__ACTIVITY__
Your answer should repeat the entries in full, exactly as given, with no pictures.

__THE INPUT__
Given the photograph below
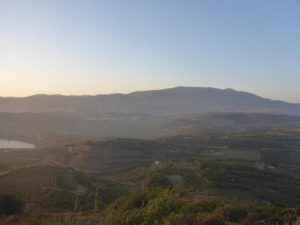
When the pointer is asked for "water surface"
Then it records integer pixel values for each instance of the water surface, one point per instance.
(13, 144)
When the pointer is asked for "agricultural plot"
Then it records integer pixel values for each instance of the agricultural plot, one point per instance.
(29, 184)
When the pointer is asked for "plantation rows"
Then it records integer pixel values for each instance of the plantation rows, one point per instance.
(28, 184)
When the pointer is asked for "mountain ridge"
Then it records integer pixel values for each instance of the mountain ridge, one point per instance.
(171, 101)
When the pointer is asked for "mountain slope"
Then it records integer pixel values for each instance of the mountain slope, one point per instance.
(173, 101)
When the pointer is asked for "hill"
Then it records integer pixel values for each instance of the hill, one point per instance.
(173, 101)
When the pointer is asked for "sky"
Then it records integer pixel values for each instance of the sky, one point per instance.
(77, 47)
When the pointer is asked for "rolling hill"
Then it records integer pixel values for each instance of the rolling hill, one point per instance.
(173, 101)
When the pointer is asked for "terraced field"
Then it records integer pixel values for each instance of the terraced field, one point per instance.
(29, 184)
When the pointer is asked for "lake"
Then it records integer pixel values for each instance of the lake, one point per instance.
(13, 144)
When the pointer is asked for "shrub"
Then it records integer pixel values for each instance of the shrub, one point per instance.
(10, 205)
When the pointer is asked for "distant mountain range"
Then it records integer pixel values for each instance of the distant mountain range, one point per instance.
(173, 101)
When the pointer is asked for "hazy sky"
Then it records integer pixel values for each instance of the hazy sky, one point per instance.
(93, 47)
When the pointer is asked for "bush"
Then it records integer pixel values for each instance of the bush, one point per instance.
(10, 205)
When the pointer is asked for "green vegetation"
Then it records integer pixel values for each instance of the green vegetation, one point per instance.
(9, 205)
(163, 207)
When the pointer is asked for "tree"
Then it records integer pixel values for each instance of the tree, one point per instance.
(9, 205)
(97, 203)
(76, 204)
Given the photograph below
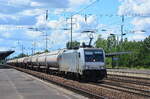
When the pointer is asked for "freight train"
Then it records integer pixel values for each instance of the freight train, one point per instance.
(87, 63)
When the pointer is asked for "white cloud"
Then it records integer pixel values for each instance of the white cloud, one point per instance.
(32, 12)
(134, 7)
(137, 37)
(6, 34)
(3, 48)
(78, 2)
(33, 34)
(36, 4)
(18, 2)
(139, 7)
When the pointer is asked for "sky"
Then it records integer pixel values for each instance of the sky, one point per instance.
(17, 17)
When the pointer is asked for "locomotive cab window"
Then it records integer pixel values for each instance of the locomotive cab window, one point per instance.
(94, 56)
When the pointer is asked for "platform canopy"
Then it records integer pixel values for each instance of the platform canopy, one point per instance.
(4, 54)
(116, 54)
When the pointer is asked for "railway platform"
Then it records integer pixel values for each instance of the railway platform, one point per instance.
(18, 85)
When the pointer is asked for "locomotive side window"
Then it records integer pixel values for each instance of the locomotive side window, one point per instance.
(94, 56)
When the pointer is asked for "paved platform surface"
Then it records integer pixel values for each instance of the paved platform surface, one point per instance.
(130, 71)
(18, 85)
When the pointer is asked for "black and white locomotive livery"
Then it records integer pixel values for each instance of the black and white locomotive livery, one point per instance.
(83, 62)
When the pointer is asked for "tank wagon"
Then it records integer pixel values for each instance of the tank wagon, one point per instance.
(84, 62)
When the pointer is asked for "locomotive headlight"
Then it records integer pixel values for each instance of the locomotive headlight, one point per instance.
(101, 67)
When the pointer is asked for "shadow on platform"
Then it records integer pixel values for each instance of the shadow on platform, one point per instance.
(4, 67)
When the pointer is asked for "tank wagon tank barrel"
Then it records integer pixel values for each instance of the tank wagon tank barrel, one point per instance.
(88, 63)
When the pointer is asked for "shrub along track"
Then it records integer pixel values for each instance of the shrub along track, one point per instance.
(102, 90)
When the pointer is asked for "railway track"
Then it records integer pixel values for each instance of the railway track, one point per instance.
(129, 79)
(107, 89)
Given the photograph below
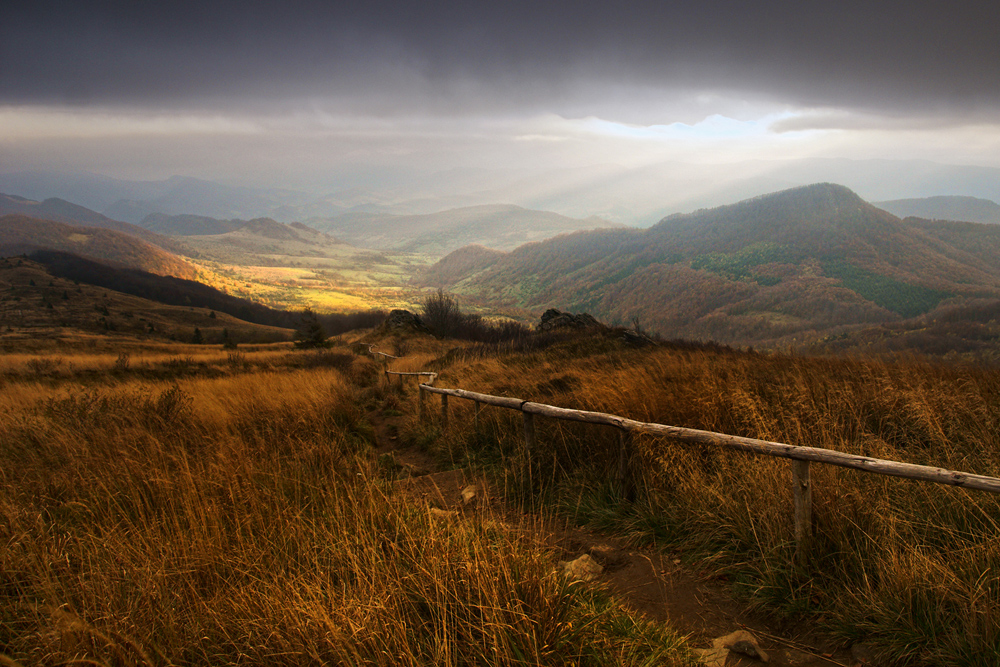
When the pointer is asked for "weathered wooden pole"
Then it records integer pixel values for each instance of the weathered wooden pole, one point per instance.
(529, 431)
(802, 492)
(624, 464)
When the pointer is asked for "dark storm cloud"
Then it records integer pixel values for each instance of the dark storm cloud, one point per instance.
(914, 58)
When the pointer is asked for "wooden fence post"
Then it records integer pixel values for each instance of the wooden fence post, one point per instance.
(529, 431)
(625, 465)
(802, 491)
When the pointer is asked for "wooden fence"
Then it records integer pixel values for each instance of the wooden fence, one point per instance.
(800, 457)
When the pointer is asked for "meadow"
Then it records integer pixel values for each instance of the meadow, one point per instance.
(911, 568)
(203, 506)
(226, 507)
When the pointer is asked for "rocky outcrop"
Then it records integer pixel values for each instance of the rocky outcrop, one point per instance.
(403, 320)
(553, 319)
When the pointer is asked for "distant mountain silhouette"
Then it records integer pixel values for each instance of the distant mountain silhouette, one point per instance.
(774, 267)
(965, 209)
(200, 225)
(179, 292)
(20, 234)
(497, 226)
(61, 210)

__TASK SOLUTION__
Given the photograph below
When the pointer is asked for "water surface"
Then it records integer pixel values for each instance of the water surface, one point per instance.
(13, 144)
When the pointer is asked for "agricultural plot"
Then it records integer pixel values for each instance of the agricultural plot, one point per instance.
(29, 184)
When the pointer is asked for "plantation rows"
Then it records integer pixel values for each instance of the plantation rows, one point per instance.
(28, 184)
When the pointer is asked for "mountain ridge"
Then it records integer pixel values for each instance of the mountain ridge, one point per instance.
(171, 101)
When the pointer is asked for "mountain slope"
Then it records integer pixel values for each instance of the mountain slope, one point per instance.
(173, 101)
When the pointer is asked for "hill"
Then it records integer pixel values for each instance of the hill, one point per instance.
(173, 101)
When the pointer is asked for "sky"
Then it records integer pixel values for each instance of the sky, one point per instance.
(77, 47)
When the pointer is asked for "rolling hill"
Then it records integer pixel values for each instance of the rolling hill, one point per instance.
(173, 101)
When the pointer is asked for "terraced field"
Then it records integer pixel values for each instance of the terraced field, one point per instance.
(29, 184)
When the pointer is asked for "lake"
Then it records integer pixel values for each instance of the lake, one point per instance.
(13, 144)
When the pointer is asked for "shrub"
Then it records integer pixel values for each instance of the shrub, one point per instance.
(10, 205)
When the pointer is asked for "distant mountain range"
Then it records integer pixel values for each instance of the distant mountain range, one point per instance.
(173, 101)
When the pointer is asked for "hazy sky"
Then it records integer pixel values for each instance of the hazy sky, one point per instance.
(93, 47)
When the pointer is asked for "bush"
Then it records integer pixel values for each instance of the bush, one point per instance.
(10, 205)
When the pointer is asked for "green vegetation"
Then it records integer pixel values for each instance of the green vegetation, one point per instance.
(9, 205)
(163, 207)
When the pointer is asked for "tree"
Then it records integer pixel values for each instance of the tree, one point per instance.
(9, 205)
(97, 203)
(76, 204)
Given the photograph below
When the pointer is asked for "freight train"
Then it records integer pixel values for each instance of the freight train, one point per instance.
(87, 63)
When the pointer is asked for "white cloud"
Then it records integer pixel values for each instance of the white cloud, one point per instance.
(32, 12)
(134, 7)
(137, 37)
(6, 34)
(3, 48)
(78, 2)
(33, 34)
(36, 4)
(18, 2)
(139, 7)
When the pointer is asked for "sky"
Then it records integer pixel values for each instance of the sky, one point per instance.
(17, 17)
When the pointer is asked for "locomotive cab window"
Then it records integer pixel values for each instance of the locomotive cab window, one point per instance.
(94, 56)
When the pointer is asked for "platform canopy"
Then it records integer pixel values for each instance of the platform canopy, one point per instance.
(4, 54)
(116, 54)
When the pointer is asked for "railway platform"
Then it records integer pixel values for each instance of the railway platform, one point per instance.
(18, 85)
When the pointer is asked for "locomotive side window"
Then it records integer pixel values for each instance of the locomotive side window, one point per instance.
(94, 56)
When the pointer is asked for "paved platform surface"
Then it records integer pixel values for each instance of the paved platform surface, one point per instance.
(130, 71)
(18, 85)
When the pointer is asked for "black and white locomotive livery"
Then it records integer pixel values for each instance of the black and white locomotive livery, one point per instance.
(83, 62)
When the pointer is asked for "tank wagon"
Then it records integer pixel values for each instance of the tank wagon, one point per instance.
(84, 62)
When the pointer is asked for "locomotive headlight"
Then it records integer pixel values for each instance of the locomotive headlight, one point per instance.
(101, 67)
When the pointer is asked for "shadow on platform"
Then it records integer pixel values for each instance of the shadow on platform, one point per instance.
(4, 67)
When the pointer is asked for "tank wagon tank barrel"
Then it records integer pixel values for each instance of the tank wagon tank barrel, one point per instance.
(88, 63)
When the pointer is asked for "shrub along track"
Then it records integer pixel values for each instance of the shrub along track, one point per instance.
(102, 90)
When the pointer is asked for "railway track"
Then it records integer pixel values for each instance of the railway track, one point per instance.
(129, 79)
(107, 89)
Given the photograph below
When the pointer is asked for "weathered wooden pole"
Then it records integer pixel values for each instance of the weathered wooden pole, one point per instance.
(529, 431)
(802, 492)
(624, 464)
When the pointer is asked for "dark storm cloud"
Then it records integer pixel values for each instance of the dark storm cloud, one point per instance.
(914, 58)
When the pointer is asked for "wooden fence post"
Then it records integer pixel values for each instance of the wooden fence post, one point per instance.
(529, 431)
(625, 465)
(802, 491)
When the pointer is asked for "wooden fence"
Then it records integer pixel values for each instance of the wooden fence, one point per instance.
(800, 457)
When the pointer is asked for "meadow"
Then it records integer pixel values for each instance of the meadow, one point per instance.
(911, 568)
(203, 506)
(226, 507)
When the pointer is asked for "rocky outcrop"
Then it records integer pixel values for each instance of the rocky outcrop, one point per instance.
(403, 320)
(553, 319)
When the pointer is asked for "distant mountain silhouette"
Then it records integer pixel values for each instance of the distant mountain silhouette, one point per instance.
(774, 267)
(965, 209)
(200, 225)
(179, 292)
(20, 234)
(497, 226)
(61, 210)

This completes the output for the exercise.